**THE PROBLEM:** List each line of the records below that contains the string "pier". Case counts.

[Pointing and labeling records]
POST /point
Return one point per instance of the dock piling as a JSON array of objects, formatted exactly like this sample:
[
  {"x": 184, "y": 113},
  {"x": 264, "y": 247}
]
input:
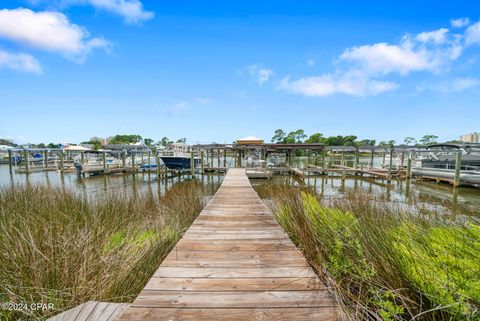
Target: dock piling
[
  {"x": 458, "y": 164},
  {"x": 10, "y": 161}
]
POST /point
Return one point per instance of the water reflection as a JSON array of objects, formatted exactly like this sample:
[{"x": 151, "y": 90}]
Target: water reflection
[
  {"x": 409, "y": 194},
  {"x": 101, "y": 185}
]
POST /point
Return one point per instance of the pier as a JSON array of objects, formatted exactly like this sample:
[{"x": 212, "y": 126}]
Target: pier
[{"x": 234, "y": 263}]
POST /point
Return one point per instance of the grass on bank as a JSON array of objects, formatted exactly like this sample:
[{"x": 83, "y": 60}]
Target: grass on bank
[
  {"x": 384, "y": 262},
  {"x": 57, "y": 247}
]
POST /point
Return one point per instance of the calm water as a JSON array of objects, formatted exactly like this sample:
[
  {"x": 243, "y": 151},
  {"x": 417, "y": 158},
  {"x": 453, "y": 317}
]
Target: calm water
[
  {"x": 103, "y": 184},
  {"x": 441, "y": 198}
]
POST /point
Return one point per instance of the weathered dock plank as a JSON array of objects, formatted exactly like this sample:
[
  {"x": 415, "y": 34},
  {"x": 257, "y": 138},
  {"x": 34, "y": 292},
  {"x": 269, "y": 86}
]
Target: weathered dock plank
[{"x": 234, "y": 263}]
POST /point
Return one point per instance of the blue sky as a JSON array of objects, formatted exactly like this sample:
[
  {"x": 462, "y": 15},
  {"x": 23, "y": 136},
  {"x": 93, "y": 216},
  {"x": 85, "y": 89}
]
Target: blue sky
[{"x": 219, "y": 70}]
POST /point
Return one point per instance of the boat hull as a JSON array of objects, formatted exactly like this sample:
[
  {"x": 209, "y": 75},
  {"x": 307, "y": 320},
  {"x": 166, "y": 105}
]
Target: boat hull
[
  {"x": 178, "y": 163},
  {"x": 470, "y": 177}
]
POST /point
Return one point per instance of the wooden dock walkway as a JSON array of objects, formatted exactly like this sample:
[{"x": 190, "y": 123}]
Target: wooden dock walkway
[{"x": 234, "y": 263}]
* * *
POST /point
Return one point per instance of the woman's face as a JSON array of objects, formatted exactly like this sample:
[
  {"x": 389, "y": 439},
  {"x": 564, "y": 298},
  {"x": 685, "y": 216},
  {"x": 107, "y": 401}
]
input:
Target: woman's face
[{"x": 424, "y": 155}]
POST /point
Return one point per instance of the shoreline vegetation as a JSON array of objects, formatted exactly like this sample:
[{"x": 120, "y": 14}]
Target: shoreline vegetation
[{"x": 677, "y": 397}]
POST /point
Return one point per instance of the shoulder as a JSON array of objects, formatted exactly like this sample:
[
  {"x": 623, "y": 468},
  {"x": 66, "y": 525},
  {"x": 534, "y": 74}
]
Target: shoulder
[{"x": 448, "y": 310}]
--
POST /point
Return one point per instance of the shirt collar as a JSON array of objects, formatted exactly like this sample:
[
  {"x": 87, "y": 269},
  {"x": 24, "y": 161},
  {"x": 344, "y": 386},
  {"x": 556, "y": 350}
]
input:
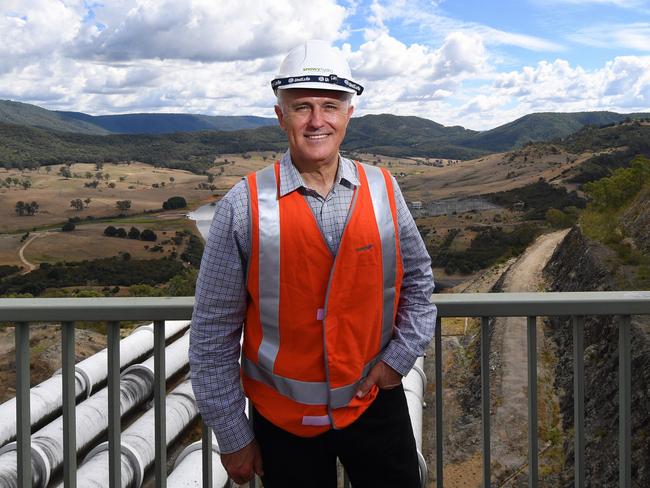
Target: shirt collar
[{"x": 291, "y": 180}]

**THE ANSWER:**
Return one point per instance of the pier as a JSON array of objects, formatted exactly like this sample:
Target: pier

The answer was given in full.